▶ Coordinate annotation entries
start

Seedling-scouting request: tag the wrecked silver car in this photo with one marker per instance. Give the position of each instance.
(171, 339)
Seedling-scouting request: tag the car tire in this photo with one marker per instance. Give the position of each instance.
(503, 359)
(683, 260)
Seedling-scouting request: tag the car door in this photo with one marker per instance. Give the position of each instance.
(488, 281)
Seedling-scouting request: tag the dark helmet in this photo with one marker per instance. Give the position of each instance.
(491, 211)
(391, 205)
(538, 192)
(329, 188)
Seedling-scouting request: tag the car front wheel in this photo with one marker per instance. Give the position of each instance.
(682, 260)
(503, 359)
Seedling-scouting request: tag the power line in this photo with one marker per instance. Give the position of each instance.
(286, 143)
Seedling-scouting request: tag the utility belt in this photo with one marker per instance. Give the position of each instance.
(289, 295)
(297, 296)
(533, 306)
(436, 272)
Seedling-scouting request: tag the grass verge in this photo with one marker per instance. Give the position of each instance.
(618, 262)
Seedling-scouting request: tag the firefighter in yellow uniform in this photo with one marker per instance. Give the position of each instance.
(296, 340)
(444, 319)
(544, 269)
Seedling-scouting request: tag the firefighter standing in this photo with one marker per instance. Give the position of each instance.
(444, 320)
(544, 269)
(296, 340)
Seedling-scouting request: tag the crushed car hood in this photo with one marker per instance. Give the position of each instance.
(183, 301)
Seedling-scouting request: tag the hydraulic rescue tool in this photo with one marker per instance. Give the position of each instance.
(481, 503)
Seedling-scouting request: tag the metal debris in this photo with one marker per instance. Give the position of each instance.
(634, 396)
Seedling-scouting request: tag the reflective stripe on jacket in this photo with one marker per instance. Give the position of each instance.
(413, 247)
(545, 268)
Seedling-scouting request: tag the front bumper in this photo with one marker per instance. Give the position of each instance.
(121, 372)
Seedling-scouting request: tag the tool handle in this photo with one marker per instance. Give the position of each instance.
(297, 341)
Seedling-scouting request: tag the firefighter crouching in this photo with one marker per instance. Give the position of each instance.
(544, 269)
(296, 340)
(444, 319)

end

▶ Exercise aim
Print again each line of the listing above, exactly as it appears.

▶ Answer to this exercise
Seedling-scouting request: tag the wrecked silver car in this photo with one marker per instance. Give the position of each instance.
(171, 339)
Seedling-scouting request: tag the car tire in this photo with one marker per instance. Give the position of each instance.
(503, 359)
(683, 260)
Seedling-scouting request: tag the car door in this photo with one marker per instance. Give the position of each instance.
(488, 281)
Seedling-scouting request: tag the dark helmet in this photo with one marker per instance. Give the position of each instance.
(491, 211)
(391, 205)
(538, 192)
(329, 188)
Seedling-scouting request: tag the car front wheel in this photo with one marker per instance. Give the position of each instance.
(682, 260)
(503, 359)
Seedling-scouting request: tag the power line in this photo with one marker per instance. Give the position of each instance.
(286, 143)
Seedling-scouting request: tag the utility belt in this photo with one marker per instance. Give the position of each instance.
(289, 295)
(297, 296)
(533, 306)
(436, 272)
Seedling-scouting request: tag the grass verge in this photo with one marker per instance. Give the position of each instance.
(618, 262)
Seedling-scouting request: tag the firefighter in yellow uniform in this photo with one marker per instance. Give the position of each instance.
(296, 340)
(444, 319)
(544, 269)
Seedling-scouting request: tag the firefighter standing in this photo with one marker per instance. Give the position of each instance.
(444, 320)
(544, 269)
(296, 340)
Seedling-scouting request: tag the crushed car hood in this photo with one marker per instance. Give the position of each instance.
(183, 301)
Seedling-scouting request: tag the hydraulic rescue tool in this photo with one marker per instance. Give the position of each instance.
(481, 503)
Seedling-scouting request: tag the metal debris in this photo with one marker per instance. Give the position of each instance.
(634, 396)
Seedling-scouting request: tag the reflective stripe on jacket in this photo with one marker per instance. Give the position of each instance.
(413, 247)
(545, 268)
Seedling-scouting request: tag the front bumper in this photo with one marker per instance. Give the position of each instance.
(121, 372)
Seedling-scouting request: tag the tool handle in this photo with one marker per instance. Give the position of each instance.
(297, 341)
Seedling-scouting request: tag the firefighter crouching in this photo with one marker per instance. Give the position of each instance.
(544, 269)
(296, 340)
(444, 319)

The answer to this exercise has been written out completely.